# [REQUEST]
In the data below, swap every "Reviewer note" for "Annotator note" and reproduce all the lines with nothing else altered.
— START OF DATASET EXTRACT —
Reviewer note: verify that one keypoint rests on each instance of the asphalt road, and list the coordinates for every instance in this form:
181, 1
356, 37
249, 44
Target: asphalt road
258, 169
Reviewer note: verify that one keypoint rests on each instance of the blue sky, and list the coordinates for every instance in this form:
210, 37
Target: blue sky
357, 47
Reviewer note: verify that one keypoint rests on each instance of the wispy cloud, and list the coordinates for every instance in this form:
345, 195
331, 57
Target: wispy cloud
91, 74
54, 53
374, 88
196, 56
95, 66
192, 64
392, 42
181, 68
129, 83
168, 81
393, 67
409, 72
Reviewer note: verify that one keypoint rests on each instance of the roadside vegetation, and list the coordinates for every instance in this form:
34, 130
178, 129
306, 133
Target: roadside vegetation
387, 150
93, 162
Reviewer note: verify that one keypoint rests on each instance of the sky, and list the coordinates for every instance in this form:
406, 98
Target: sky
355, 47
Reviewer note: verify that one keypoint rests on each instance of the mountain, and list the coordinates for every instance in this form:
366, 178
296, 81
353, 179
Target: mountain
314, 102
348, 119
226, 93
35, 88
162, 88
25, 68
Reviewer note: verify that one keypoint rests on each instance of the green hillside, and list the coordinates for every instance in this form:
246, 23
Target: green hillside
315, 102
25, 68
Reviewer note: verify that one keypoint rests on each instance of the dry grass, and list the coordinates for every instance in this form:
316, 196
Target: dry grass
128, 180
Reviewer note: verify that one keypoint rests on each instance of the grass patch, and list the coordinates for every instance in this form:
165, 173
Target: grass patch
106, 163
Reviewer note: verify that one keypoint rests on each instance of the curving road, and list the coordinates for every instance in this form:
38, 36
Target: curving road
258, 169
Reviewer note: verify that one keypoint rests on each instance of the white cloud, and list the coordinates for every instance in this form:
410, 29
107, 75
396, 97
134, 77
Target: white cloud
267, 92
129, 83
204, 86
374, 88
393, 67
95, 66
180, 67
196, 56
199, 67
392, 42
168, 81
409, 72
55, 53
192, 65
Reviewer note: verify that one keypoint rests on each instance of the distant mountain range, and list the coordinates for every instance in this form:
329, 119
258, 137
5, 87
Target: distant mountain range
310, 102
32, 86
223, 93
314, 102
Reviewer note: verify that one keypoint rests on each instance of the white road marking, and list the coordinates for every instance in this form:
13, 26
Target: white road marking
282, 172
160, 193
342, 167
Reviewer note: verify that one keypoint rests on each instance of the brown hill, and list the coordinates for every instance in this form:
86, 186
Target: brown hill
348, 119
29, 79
— END OF DATASET EXTRACT —
# [CORRECT RESULT]
Annotator note: verify that one keypoint rests on each instance of the asphalt road, and list the coordinates for every instance in this form:
181, 1
356, 37
249, 44
Target: asphalt road
258, 169
Annotator note: verify that one keypoint rests on each instance of the blue sky, and list the coordinates for every instance in this form:
210, 37
Target: blue sky
357, 47
Annotator note: verify that one keypoint rests on each instance of the wispy cloud, and list the coordinates for every instance in this form:
345, 195
331, 57
Target: wispy cloud
91, 74
54, 53
374, 88
196, 56
95, 66
192, 64
392, 42
181, 68
129, 83
168, 81
393, 67
409, 72
Annotator note: verify that one keypoint rests on each instance of the roadside vegetation, and list the coordinates for every instance in this form:
34, 130
178, 129
306, 133
Target: roadside vegetation
387, 150
93, 162
Annotator note: verify that one keypoint rests on each instance of the sky, and list the coordinates for every instance in this form:
406, 98
Target: sky
355, 47
Annotator note: verify that one keypoint rests on each instance of the mountain, and list the coordinates for every instance in this form:
366, 178
296, 81
353, 179
Target: mountain
314, 102
348, 119
226, 93
35, 88
162, 88
25, 68
Annotator note: verify that one keypoint rests on each instance of the green hillside, and list the coordinates for every instance in this form:
246, 23
Target: green hillside
315, 102
25, 68
Annotator note: verify that one keypoint rests on each instance of the dry grass, and list the coordinates for every instance in this form:
316, 196
Target: dry grass
128, 180
Annotator note: verify that one keypoint rests on each instance of the grass patch, and list the coordinates for every instance in this form:
165, 173
Target: grass patch
106, 163
Annotator note: verify that one keypoint rests on each instance of the curving road, and list the coordinates for every instance in this form:
38, 36
Target: curving road
258, 169
Annotator note: verify that one keypoint rests on each instance of the white cloud, and list the coordinates for every instance in this form:
410, 29
107, 75
396, 97
134, 77
Target: white cloud
267, 92
129, 83
204, 86
374, 88
393, 67
95, 66
180, 67
196, 56
199, 67
392, 42
168, 81
409, 72
55, 53
192, 65
Annotator note: verify that one keypoint rests on each instance of the distant mountain range, and list the coordinates for every instance in this form:
329, 119
258, 137
5, 87
Target: distant mountain range
310, 102
32, 86
223, 93
314, 102
Annotator note: verify that one keypoint rests on each instance of the white road marking, and list the coordinates for every instance in this form:
13, 26
Target: white road marking
282, 172
160, 193
342, 167
Annotator note: verify that one keypoint rests on each instance of the brown hill, and list the coordinates for every instance in this form:
86, 186
Target: brown hill
348, 119
29, 79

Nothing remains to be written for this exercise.